RECORDS TO USE =>
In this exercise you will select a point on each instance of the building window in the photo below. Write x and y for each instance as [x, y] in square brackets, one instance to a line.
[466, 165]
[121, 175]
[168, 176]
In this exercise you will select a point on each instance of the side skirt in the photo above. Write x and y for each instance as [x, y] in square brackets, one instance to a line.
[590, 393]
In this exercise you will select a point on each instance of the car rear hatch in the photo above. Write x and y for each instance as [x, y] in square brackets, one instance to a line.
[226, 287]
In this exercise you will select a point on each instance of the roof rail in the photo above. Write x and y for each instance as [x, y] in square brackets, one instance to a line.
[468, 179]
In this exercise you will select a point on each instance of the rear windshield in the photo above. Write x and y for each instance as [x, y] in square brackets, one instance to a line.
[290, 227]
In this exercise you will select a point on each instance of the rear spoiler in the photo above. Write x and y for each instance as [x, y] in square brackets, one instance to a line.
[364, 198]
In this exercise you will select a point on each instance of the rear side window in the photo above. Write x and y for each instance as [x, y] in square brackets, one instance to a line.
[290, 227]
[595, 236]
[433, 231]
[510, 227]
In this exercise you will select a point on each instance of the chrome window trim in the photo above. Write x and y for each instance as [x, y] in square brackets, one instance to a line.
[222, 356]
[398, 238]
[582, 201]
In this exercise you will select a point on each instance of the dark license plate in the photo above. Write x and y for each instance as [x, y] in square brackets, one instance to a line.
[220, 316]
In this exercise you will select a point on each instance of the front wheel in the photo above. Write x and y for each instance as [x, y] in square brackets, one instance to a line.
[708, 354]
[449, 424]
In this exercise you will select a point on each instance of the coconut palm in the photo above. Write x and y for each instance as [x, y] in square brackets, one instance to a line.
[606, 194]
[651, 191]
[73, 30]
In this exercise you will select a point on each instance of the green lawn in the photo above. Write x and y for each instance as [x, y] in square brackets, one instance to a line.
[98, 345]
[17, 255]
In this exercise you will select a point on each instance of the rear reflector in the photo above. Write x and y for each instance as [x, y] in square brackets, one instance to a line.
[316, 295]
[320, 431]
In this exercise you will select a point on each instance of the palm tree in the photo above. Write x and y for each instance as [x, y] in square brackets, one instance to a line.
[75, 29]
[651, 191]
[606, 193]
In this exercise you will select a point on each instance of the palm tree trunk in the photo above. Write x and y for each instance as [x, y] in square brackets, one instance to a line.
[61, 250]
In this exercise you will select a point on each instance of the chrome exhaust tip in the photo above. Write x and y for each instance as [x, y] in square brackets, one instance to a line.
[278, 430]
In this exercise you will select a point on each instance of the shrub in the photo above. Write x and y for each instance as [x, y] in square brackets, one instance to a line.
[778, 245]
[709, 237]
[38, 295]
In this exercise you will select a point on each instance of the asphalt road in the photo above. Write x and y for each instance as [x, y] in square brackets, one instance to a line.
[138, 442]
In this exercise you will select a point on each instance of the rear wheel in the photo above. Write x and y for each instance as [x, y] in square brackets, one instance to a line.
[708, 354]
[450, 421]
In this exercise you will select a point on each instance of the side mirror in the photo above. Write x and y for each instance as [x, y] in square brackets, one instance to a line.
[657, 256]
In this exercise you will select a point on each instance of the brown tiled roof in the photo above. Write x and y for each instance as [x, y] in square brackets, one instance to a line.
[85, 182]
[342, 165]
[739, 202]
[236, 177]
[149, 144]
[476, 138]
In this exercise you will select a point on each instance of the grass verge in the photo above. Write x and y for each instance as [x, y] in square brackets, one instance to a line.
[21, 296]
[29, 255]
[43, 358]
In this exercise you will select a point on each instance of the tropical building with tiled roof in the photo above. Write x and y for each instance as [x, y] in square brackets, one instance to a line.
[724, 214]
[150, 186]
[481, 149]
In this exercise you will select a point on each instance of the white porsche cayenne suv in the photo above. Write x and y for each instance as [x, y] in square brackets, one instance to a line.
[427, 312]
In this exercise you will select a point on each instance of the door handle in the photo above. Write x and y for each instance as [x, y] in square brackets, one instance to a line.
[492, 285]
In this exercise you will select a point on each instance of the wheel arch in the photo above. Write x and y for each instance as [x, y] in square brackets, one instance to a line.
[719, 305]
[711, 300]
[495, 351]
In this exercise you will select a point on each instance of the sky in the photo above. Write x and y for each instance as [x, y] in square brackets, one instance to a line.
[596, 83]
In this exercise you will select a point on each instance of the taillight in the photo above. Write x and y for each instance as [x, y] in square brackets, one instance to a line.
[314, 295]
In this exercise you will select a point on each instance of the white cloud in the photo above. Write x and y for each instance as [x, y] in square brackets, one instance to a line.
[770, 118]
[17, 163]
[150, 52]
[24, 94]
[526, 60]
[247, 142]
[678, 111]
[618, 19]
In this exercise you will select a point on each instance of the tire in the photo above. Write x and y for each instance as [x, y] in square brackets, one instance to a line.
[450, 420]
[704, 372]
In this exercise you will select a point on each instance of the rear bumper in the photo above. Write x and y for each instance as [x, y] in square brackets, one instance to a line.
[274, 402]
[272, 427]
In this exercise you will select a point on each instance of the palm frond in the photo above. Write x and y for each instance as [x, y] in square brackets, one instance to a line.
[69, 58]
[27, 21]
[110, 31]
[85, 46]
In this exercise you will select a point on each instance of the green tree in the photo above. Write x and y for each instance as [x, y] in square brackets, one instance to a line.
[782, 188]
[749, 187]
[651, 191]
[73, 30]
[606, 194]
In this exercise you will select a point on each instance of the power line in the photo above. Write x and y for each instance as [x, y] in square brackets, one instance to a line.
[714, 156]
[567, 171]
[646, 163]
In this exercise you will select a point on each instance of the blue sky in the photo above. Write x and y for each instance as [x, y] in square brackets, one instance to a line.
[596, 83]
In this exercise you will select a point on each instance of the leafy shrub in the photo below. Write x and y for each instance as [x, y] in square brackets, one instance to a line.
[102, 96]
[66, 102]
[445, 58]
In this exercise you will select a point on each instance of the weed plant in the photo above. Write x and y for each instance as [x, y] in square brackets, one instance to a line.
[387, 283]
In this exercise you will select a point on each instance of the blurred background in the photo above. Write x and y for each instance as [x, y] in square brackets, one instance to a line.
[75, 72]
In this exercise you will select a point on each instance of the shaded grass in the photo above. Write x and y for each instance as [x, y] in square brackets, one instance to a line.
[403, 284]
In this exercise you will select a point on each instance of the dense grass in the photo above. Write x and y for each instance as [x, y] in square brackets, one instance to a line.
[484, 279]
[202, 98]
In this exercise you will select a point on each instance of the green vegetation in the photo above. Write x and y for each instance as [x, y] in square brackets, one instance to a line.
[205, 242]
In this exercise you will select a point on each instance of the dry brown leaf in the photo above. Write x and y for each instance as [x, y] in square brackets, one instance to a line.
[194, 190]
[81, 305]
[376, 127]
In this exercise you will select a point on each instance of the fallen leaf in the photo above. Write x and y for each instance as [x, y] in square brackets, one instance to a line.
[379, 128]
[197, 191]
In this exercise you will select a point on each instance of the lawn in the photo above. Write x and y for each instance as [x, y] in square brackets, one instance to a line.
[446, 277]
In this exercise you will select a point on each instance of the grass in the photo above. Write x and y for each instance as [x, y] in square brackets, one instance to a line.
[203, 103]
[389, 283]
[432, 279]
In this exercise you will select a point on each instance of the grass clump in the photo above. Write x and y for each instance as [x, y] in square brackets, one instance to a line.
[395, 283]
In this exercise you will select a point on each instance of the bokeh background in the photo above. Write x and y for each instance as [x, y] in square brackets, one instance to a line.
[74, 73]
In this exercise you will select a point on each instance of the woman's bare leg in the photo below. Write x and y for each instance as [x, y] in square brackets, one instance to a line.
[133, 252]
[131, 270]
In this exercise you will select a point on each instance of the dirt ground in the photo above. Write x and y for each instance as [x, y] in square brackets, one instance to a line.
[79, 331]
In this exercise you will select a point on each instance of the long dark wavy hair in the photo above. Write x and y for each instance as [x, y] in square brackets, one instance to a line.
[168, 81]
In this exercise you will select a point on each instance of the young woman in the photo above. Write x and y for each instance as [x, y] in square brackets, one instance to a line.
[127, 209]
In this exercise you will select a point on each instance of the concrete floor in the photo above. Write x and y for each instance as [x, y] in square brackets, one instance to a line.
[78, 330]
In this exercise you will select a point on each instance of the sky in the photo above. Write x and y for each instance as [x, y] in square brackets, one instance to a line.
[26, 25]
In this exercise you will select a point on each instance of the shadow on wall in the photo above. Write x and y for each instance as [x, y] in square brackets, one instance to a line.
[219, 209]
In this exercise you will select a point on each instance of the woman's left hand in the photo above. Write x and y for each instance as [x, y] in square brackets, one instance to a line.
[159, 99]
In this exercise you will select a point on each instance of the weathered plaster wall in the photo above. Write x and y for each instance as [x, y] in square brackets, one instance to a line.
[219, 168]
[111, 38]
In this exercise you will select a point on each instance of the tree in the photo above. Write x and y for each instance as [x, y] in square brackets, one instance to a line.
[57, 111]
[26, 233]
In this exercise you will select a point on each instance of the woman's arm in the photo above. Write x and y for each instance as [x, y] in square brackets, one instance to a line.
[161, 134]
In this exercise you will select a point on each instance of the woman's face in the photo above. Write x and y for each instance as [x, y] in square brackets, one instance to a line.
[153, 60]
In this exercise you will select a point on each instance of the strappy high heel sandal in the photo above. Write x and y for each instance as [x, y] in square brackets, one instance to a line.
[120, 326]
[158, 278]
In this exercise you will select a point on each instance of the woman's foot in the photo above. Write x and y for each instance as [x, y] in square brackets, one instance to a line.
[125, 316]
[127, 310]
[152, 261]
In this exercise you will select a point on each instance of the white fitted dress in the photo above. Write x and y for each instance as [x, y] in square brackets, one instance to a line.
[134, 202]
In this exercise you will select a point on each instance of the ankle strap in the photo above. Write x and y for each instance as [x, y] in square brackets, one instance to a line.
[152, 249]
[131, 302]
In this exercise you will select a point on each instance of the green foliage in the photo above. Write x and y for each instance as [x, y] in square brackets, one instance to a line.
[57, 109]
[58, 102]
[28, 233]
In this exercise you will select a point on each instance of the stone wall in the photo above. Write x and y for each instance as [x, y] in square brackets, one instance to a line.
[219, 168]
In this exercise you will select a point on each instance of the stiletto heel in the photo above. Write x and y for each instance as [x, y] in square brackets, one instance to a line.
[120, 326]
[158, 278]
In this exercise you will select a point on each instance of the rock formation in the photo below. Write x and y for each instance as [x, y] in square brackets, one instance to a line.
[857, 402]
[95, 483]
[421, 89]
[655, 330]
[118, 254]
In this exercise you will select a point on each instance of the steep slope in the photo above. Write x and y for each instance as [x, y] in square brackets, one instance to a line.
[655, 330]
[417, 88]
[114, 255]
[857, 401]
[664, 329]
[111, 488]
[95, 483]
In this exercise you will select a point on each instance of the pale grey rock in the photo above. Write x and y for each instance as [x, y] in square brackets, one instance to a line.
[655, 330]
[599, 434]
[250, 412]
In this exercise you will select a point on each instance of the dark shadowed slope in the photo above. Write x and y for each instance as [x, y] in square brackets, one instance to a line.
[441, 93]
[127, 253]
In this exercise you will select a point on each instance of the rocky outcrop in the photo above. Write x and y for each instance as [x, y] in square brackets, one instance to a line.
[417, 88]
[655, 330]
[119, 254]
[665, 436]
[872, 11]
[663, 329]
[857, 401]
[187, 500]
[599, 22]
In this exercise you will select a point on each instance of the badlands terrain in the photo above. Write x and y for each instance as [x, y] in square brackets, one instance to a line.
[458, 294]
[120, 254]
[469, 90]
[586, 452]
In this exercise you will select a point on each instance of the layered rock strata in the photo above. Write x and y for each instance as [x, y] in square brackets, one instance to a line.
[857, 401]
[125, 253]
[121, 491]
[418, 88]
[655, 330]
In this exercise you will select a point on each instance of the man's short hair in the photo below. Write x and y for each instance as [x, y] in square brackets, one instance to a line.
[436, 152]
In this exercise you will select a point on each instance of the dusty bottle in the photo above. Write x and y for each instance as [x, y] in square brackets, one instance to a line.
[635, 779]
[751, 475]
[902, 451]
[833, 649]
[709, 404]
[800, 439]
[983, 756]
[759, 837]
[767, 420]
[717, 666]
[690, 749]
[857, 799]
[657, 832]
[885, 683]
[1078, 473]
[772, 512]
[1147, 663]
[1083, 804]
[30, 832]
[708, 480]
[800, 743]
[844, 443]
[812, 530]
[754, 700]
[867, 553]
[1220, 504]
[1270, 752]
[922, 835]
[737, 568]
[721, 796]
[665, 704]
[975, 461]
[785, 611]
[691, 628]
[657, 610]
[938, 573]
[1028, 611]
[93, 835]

OBJECTIVE => Print exactly the lines above, starting at the line that contains "of the badlands" and ending with the last line of the records, both included.

RESULT FOR THIS EXERCISE =>
In this exercise you will select a point on each instance of the badlands terrain in the photo above. Write x and y for each instance as [x, y] in square brackets, one instance to a line.
[458, 294]
[120, 254]
[469, 90]
[586, 452]
In this exercise you will select a point on each instance of the layered rock strata in the photo above. Write x and y for each instance as [x, y] in square brackets, one instance to a line.
[857, 401]
[125, 253]
[121, 491]
[418, 88]
[655, 330]
In this exercise you will select a point on each instance of the man's short hair in the photo below. Write x and y for each instance as [x, y] in square brackets, one instance to a line.
[436, 152]
In this exercise you will select a point on each instance of the dusty bottle in the photo above. Write x and y for each instance as [x, y] in square brackets, one instance to a line.
[635, 779]
[751, 475]
[902, 451]
[833, 649]
[709, 404]
[800, 439]
[983, 756]
[759, 837]
[767, 420]
[717, 666]
[690, 749]
[857, 799]
[657, 832]
[885, 683]
[1078, 473]
[772, 512]
[1147, 663]
[1083, 804]
[30, 832]
[708, 480]
[800, 743]
[844, 443]
[812, 530]
[754, 700]
[867, 553]
[1220, 504]
[1270, 752]
[922, 835]
[737, 568]
[721, 796]
[665, 704]
[975, 461]
[785, 611]
[691, 628]
[657, 610]
[938, 573]
[1028, 611]
[93, 835]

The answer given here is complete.